§ **Listed entries**:
[Start of section]

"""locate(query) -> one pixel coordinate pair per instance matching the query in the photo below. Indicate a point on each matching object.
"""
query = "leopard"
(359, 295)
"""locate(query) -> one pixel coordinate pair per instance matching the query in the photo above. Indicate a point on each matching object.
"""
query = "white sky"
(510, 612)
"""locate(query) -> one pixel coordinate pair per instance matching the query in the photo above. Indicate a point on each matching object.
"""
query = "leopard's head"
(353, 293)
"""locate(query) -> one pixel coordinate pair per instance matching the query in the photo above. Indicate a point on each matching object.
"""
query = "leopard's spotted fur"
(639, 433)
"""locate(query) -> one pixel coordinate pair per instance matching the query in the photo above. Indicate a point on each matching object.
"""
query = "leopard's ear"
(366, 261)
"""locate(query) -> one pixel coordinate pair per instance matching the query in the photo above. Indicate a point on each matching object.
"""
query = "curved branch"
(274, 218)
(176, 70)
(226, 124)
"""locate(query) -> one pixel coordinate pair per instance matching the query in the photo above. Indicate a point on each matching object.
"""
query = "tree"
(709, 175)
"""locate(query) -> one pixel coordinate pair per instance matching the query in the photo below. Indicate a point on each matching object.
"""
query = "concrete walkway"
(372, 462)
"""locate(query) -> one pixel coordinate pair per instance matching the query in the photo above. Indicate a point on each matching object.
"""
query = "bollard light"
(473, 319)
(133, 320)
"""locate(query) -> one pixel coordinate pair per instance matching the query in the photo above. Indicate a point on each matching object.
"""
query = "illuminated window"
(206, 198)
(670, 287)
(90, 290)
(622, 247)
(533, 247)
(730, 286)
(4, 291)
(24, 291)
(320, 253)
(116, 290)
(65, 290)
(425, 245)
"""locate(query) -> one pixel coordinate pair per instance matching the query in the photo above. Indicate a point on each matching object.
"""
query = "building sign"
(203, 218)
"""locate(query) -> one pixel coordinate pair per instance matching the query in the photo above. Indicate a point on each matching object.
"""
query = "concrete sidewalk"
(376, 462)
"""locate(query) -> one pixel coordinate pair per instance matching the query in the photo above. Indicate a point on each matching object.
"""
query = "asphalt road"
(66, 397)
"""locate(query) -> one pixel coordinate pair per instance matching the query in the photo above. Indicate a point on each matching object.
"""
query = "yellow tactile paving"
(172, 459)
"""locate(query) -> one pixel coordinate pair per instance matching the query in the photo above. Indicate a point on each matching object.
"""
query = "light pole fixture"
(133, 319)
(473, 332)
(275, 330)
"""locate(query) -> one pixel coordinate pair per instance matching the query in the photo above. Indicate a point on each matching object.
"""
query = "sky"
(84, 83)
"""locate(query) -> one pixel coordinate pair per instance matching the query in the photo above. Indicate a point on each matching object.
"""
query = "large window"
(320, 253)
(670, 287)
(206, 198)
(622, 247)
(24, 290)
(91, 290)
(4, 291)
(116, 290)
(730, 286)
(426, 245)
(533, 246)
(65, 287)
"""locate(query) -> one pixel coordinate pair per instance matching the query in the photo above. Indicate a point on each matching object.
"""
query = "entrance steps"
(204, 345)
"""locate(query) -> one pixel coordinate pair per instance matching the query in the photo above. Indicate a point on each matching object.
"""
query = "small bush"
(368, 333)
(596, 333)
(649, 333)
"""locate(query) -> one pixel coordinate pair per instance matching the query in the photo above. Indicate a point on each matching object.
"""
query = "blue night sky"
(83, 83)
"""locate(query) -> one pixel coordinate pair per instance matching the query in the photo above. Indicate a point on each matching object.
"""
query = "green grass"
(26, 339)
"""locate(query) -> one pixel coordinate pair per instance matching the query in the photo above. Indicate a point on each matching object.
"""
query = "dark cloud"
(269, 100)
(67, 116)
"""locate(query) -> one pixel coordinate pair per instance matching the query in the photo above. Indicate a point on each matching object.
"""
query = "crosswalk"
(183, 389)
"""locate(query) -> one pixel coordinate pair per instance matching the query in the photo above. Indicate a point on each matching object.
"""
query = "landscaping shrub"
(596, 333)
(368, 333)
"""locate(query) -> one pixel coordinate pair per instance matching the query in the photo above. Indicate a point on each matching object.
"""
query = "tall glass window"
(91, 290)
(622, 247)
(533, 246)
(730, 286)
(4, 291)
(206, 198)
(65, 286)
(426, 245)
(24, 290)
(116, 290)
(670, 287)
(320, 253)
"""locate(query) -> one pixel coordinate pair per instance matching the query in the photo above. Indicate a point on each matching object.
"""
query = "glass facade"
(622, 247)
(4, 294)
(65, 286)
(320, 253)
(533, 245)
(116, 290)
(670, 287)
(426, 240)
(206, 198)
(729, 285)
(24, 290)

[End of section]

§ **Problem to solve**:
Retype the material word for word, including every line.

§ **Result for this task**:
"""locate(query) -> one pixel coordinate pair per instance matching the query in the photo below. Indicate a point on each matching object.
"""
query = "leopard"
(359, 295)
"""locate(query) -> one pixel coordinate pair per instance matching the query in the photo above. Indicate a point on each matching object.
"""
query = "white sky"
(510, 612)
"""locate(query) -> one pixel coordinate pair per instance matching the query in the photo above. Indicate a point on each matching object.
"""
query = "leopard's head"
(353, 293)
"""locate(query) -> one pixel coordinate pair per instance matching the query in the photo above. Indicate a point on each matching object.
"""
query = "leopard's spotted fur"
(639, 433)
"""locate(query) -> one pixel coordinate pair per instance matching the query in the photo above. Indicate a point on each matching object.
"""
query = "leopard's ear"
(366, 261)
"""locate(query) -> one pixel coordinate pair per instance matching the query in the photo above. Indicate a point on each matching object.
"""
query = "curved branch"
(274, 218)
(176, 70)
(226, 124)
"""locate(query) -> one pixel coordinate pair per instance matching the query in the photo above. Indicate a point on each matching object.
"""
query = "tree"
(709, 175)
"""locate(query) -> one pixel coordinate pair per instance matching the query in the photo below. Indicate a point on each matching object.
"""
query = "concrete walkway"
(372, 462)
"""locate(query) -> one pixel coordinate pair per instance matching the query in the photo above. Indicate a point on each matching object.
"""
query = "bollard light"
(473, 319)
(133, 320)
"""locate(query) -> one pixel coordinate pair per instance matching the query in the photo above. Indicate a point on each matching object.
"""
query = "illuminated window"
(206, 198)
(670, 287)
(90, 290)
(622, 247)
(533, 247)
(730, 286)
(4, 291)
(24, 291)
(320, 253)
(116, 290)
(65, 290)
(425, 245)
"""locate(query) -> one pixel coordinate pair per instance matching the query in the photo above. Indicate a point on each matching object.
"""
query = "building sign"
(203, 218)
"""locate(query) -> one pixel coordinate pair per instance matching the query in the photo above. Indicate a point on each matching object.
"""
query = "concrete sidewalk"
(376, 462)
"""locate(query) -> one pixel coordinate pair per instance matching the query in the photo above. Indicate a point on each matching object.
"""
query = "asphalt road"
(66, 397)
"""locate(query) -> one pixel coordinate pair per instance matching the query in the photo above. Indicate a point on each matching object.
"""
query = "yellow tactile paving"
(172, 459)
"""locate(query) -> one pixel coordinate pair per instance matching the query in the photo above. Indicate a point on each matching object.
"""
query = "light pole fixture"
(133, 319)
(473, 332)
(275, 330)
"""locate(query) -> one pixel coordinate pair per instance matching the query in the photo above. Indicate a point on each matching object.
"""
query = "sky"
(84, 83)
"""locate(query) -> one pixel coordinate pair per instance matching the query in the photo above. Indicate a point on each matching object.
"""
query = "large window"
(320, 253)
(670, 287)
(206, 198)
(622, 247)
(24, 290)
(91, 290)
(4, 291)
(116, 290)
(730, 286)
(426, 245)
(533, 246)
(65, 287)
"""locate(query) -> one pixel coordinate pair per instance matching the query in the photo above. Indicate a point on each matching object.
"""
query = "entrance steps"
(204, 345)
"""locate(query) -> one pixel coordinate pair per instance matching the query in the photo above. Indicate a point on each matching object.
"""
query = "small bush"
(368, 333)
(596, 333)
(649, 333)
"""locate(query) -> one pixel coordinate pair per instance matching the query in the photo above. Indicate a point on each matching object.
"""
query = "blue night sky"
(83, 83)
"""locate(query) -> one pixel coordinate pair per instance matching the query in the photo above. Indicate a point on each matching object.
"""
query = "green grass"
(26, 339)
"""locate(query) -> one pixel coordinate pair per instance matching the query in the photo above. Indicate a point on each matching object.
"""
query = "dark cloud"
(269, 100)
(67, 116)
"""locate(query) -> one pixel coordinate pair per instance matching the query in the photo above. Indicate a point on each matching object.
"""
query = "crosswalk"
(183, 389)
"""locate(query) -> one pixel coordinate pair per instance matching the query in the photo above. Indicate a point on each matching object.
"""
query = "landscaping shrub"
(596, 333)
(368, 333)
"""locate(query) -> one pixel coordinate pair per instance matching the query in the photo above. Indicate a point on each matching object.
"""
query = "tall glass window"
(91, 290)
(622, 247)
(533, 246)
(730, 286)
(4, 291)
(206, 198)
(65, 286)
(426, 245)
(24, 290)
(116, 290)
(670, 287)
(320, 253)
"""locate(query) -> one pixel coordinate pair per instance matching the query in the photo above. Indicate a point on each matching object.
"""
query = "glass facade"
(622, 247)
(4, 294)
(65, 286)
(320, 253)
(533, 245)
(116, 290)
(670, 287)
(426, 240)
(206, 198)
(729, 285)
(24, 290)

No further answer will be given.